Two series in Dragon Magazine, "The Princess Ark" and the "Known World Grimoire", described the Savage Coast in more detail. These articles were partially reprinted in the D&D game accessory Champions of Mystara (1993).

The Savage Coast In 1994 was spun off into a campaign setting for Advanced Dungeons & Dragons (2nd Edition).  This area was published in its own boxed set entitled Red Steel, and later republished on-line as the Savage Coast.  An expansion, Savage Baronies, was released the next year. These supplements were for AD&D 2nd edition, as all the previous material had been for the "Classic" version of D&D.

In 1996 the setting was revised and re-released under the AD&D: Odyssey line as three fully online products available for free download. This range included the base Savage Coast Campaign Book by Tim Beach and Bruce Heard, a supplement Savage Coast: Orc's Head and a Monstrous Compendium Appendix.

The continent of Davania 
Even though most of the Known World civilizations historically originated from this part of the planet, it did not see much development while the Mystara product line was still in production. The only major appearance of the continent was in Dragon magazine, where parts of it were sketched out during the Voyage of the Princess Ark series, by Known World Product Manager Bruce Heard.

In recent years, many Mystara fans have been turning their attention to Davania with fan-made material.

The continent of Skothar 
Very little was officially developed for this part of Mystara. Ever since the Mystara product line was discontinued, fans have created their own material for this part of Mystara.

The Hollow World 

Mystara is a hollow planet, with a habitable surface on its interior called the Hollow World. This world is lit by an eternal red sun at the center of Mystara, and serves as a "cultural museum," preserving the societies that have become extinct in the outer world. The existence of the Hollow World is not, in general, known to the inhabitants of the outer world. The poles are actually huge, subtly curving holes that allow passage between the outer and inner world, although it is a long, hard trek through a cold, unlit, stormy and anti-magic area. The curvature of the holes is so subtle that explorers from either surface do not notice the transition until after it is already made, causing quite a shock for most.

■ JOB ■
Reproduce the whole Mystara passage word for word. You can ignore the items that come next.

■ DATA EXCERPTS ■
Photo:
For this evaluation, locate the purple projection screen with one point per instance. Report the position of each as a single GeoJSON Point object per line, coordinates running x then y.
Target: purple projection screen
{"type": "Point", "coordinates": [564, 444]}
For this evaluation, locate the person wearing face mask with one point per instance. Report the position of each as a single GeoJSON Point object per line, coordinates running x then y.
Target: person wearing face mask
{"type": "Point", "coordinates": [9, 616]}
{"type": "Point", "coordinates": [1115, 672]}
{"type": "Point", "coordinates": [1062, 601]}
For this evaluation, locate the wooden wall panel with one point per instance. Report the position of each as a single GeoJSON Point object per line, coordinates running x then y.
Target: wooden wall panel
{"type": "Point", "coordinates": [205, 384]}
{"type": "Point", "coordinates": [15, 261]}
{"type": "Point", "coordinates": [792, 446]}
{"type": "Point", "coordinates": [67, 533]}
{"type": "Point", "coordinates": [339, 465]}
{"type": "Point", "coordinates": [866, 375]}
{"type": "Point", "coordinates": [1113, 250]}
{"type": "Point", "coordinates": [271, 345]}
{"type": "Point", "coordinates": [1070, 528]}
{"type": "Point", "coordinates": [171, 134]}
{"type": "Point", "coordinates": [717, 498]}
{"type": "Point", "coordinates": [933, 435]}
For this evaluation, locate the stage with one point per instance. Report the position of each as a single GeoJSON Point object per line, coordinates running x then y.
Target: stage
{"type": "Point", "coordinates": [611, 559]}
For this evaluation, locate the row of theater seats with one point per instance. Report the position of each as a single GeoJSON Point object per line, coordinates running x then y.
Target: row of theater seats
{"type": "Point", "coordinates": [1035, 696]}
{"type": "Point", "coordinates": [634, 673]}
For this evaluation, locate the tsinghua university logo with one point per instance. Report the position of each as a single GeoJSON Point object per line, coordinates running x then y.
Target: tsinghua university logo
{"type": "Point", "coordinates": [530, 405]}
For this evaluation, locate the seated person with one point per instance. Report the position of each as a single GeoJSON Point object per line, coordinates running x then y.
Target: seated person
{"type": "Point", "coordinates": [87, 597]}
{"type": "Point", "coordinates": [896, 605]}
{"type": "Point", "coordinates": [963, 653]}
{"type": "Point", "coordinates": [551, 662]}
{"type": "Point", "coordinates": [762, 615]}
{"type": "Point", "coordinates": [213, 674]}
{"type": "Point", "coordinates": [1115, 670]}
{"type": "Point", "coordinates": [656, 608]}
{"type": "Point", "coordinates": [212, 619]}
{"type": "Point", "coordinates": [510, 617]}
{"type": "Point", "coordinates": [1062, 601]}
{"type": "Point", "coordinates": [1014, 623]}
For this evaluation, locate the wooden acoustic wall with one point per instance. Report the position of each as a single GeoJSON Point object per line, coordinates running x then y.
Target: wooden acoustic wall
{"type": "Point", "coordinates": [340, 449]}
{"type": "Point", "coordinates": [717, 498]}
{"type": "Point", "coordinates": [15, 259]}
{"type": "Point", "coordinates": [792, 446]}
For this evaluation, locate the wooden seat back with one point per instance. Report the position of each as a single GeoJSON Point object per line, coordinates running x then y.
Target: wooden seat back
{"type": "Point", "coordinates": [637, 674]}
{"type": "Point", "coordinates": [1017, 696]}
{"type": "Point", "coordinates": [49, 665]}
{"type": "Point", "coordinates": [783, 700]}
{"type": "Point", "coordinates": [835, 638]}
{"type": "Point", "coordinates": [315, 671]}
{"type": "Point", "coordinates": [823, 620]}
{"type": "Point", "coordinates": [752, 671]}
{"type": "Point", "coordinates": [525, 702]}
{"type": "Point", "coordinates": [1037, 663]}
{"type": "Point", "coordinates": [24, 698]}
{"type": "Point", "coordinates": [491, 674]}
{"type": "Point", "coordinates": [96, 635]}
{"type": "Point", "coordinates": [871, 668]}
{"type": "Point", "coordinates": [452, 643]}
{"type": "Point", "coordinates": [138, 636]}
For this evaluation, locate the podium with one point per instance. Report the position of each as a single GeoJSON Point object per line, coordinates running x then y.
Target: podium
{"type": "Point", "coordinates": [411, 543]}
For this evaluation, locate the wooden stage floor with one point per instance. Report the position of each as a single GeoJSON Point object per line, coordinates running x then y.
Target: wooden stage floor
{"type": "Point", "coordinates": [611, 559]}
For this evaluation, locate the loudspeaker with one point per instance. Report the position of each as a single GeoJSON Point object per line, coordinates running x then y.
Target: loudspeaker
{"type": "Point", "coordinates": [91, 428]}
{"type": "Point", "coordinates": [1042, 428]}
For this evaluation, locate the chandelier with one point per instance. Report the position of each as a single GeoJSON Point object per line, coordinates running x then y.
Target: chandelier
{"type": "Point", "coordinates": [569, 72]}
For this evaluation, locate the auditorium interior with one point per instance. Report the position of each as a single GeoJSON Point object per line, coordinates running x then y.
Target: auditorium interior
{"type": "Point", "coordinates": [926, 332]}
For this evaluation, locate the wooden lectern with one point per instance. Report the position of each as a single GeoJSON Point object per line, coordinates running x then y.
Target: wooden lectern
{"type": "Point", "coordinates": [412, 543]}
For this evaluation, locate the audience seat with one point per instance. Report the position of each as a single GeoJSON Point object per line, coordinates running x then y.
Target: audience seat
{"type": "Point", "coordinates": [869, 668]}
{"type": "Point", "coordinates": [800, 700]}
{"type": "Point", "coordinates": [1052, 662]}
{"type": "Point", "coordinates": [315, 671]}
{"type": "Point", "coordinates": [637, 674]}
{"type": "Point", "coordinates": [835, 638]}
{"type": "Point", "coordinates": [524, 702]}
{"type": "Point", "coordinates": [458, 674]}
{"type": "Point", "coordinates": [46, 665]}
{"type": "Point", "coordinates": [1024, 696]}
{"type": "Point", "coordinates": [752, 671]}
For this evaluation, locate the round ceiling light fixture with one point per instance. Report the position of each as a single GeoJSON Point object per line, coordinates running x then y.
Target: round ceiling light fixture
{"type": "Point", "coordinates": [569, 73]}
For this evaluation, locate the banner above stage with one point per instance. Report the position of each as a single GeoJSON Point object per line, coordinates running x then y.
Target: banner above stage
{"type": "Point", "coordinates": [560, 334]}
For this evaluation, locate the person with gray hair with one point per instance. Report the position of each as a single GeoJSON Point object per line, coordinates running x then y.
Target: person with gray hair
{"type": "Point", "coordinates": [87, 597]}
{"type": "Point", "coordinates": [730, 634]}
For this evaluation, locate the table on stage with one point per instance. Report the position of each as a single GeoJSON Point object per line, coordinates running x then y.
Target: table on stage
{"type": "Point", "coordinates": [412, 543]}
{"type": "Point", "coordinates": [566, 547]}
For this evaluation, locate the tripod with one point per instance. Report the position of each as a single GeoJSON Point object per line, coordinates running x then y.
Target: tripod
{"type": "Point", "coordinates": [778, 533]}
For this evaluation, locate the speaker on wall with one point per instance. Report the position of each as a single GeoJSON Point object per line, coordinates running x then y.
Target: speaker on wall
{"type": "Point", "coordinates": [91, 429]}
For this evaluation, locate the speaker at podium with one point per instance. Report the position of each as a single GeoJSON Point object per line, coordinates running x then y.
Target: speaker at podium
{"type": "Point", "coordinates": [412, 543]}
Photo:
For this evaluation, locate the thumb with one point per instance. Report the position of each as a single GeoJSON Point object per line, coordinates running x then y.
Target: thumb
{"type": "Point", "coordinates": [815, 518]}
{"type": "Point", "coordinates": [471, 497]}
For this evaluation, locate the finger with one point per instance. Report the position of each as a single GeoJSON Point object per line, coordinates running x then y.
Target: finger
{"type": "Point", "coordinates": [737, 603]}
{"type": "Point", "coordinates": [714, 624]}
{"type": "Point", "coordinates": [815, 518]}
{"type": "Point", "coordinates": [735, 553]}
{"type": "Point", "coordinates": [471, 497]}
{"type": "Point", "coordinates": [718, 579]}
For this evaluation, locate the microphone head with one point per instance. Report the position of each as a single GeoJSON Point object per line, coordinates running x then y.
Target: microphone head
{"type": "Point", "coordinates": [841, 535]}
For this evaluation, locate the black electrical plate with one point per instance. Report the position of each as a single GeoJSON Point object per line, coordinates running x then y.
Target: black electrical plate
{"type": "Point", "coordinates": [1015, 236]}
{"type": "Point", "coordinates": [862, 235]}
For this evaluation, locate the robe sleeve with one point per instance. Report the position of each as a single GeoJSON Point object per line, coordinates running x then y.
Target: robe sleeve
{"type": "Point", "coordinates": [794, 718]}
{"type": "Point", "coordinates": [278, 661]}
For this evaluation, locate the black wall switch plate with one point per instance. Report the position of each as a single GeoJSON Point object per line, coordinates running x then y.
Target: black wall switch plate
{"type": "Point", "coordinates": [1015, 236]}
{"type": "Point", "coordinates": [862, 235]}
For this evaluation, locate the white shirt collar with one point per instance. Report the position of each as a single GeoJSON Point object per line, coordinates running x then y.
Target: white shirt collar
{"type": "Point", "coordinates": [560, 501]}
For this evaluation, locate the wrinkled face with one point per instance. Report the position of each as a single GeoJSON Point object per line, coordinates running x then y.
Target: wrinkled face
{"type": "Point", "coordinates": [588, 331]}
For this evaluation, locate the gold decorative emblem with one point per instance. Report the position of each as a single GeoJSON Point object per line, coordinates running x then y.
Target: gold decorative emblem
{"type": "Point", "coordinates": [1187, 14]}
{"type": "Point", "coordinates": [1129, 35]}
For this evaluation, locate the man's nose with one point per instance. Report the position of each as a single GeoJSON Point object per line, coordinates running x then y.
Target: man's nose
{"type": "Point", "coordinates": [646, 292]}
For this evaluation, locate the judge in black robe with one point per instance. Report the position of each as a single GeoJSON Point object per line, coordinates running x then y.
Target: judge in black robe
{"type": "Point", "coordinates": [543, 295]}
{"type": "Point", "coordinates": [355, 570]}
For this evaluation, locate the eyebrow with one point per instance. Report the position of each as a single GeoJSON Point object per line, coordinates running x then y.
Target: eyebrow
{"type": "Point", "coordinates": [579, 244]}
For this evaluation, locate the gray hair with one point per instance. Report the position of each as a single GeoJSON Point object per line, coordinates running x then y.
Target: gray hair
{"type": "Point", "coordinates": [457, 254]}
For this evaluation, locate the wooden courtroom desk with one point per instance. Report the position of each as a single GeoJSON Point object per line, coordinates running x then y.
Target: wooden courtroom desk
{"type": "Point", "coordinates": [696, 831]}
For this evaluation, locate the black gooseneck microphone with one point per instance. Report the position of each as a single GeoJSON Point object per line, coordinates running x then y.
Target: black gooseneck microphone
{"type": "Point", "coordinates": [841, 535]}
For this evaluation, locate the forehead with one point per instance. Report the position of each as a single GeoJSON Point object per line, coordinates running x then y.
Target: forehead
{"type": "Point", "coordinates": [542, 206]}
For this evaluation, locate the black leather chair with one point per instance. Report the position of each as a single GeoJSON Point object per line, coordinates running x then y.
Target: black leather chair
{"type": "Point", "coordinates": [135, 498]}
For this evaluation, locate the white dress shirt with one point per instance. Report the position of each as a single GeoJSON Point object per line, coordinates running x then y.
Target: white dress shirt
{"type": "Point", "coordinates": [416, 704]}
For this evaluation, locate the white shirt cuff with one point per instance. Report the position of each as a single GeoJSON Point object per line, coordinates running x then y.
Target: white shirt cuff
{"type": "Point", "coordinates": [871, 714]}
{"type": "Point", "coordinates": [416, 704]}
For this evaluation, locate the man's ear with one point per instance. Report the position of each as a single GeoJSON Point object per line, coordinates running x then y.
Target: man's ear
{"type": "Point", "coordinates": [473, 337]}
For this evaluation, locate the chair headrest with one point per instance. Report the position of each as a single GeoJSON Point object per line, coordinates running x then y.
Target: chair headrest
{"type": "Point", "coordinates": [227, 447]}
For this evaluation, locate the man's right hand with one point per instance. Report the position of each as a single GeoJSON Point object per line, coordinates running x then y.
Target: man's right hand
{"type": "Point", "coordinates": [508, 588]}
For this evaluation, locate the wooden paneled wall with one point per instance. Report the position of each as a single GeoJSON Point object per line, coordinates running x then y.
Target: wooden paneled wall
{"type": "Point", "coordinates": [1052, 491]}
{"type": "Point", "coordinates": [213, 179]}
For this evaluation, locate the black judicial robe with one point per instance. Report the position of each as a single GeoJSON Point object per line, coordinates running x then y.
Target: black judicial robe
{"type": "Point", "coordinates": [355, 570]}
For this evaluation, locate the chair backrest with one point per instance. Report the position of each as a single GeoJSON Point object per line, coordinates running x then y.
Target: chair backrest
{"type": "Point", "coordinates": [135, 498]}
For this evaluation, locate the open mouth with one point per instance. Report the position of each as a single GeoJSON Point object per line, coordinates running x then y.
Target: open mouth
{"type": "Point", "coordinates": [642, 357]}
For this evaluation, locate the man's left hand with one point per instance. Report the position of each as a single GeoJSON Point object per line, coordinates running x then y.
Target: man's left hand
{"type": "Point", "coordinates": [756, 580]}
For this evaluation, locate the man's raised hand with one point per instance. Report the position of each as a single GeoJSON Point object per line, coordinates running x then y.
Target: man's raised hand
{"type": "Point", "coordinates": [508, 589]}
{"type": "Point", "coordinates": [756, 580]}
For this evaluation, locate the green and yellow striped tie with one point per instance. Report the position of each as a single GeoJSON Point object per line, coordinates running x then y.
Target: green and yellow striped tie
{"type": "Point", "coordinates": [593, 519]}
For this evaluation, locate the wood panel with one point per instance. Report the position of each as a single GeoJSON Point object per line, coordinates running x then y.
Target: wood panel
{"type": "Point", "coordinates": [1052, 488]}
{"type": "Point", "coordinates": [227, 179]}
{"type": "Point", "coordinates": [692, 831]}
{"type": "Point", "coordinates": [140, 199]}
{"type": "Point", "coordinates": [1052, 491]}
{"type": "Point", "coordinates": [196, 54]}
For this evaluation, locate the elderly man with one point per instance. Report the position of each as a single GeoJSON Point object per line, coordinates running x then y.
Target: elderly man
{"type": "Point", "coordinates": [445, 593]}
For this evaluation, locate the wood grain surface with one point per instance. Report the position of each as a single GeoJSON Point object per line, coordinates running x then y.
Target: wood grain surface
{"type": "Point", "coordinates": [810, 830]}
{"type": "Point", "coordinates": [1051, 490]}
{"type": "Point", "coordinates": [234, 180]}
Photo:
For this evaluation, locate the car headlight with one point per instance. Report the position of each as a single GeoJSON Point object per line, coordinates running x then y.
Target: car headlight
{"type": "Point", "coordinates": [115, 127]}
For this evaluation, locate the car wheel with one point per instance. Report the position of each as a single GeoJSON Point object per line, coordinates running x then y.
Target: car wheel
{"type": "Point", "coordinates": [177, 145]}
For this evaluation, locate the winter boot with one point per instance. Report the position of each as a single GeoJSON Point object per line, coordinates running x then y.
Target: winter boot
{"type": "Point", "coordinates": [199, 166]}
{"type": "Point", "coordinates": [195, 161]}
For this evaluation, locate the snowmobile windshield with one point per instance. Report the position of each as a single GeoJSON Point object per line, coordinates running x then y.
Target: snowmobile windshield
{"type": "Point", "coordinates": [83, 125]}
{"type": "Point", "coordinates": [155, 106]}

■ COMPLETED TASK ■
Two series in Dragon Magazine, "The Princess Ark" and the "Known World Grimoire", described the Savage Coast in more detail. These articles were partially reprinted in the D&D game accessory Champions of Mystara (1993).

The Savage Coast In 1994 was spun off into a campaign setting for Advanced Dungeons & Dragons (2nd Edition).  This area was published in its own boxed set entitled Red Steel, and later republished on-line as the Savage Coast.  An expansion, Savage Baronies, was released the next year. These supplements were for AD&D 2nd edition, as all the previous material had been for the "Classic" version of D&D.

In 1996 the setting was revised and re-released under the AD&D: Odyssey line as three fully online products available for free download. This range included the base Savage Coast Campaign Book by Tim Beach and Bruce Heard, a supplement Savage Coast: Orc's Head and a Monstrous Compendium Appendix.

The continent of Davania 
Even though most of the Known World civilizations historically originated from this part of the planet, it did not see much development while the Mystara product line was still in production. The only major appearance of the continent was in Dragon magazine, where parts of it were sketched out during the Voyage of the Princess Ark series, by Known World Product Manager Bruce Heard.

In recent years, many Mystara fans have been turning their attention to Davania with fan-made material.

The continent of Skothar 
Very little was officially developed for this part of Mystara. Ever since the Mystara product line was discontinued, fans have created their own material for this part of Mystara.

The Hollow World 

Mystara is a hollow planet, with a habitable surface on its interior called the Hollow World. This world is lit by an eternal red sun at the center of Mystara, and serves as a "cultural museum," preserving the societies that have become extinct in the outer world. The existence of the Hollow World is not, in general, known to the inhabitants of the outer world. The poles are actually huge, subtly curving holes that allow passage between the outer and inner world, although it is a long, hard trek through a cold, unlit, stormy and anti-magic area. The curvature of the holes is so subtle that explorers from either surface do not notice the transition until after it is already made, causing quite a shock for most.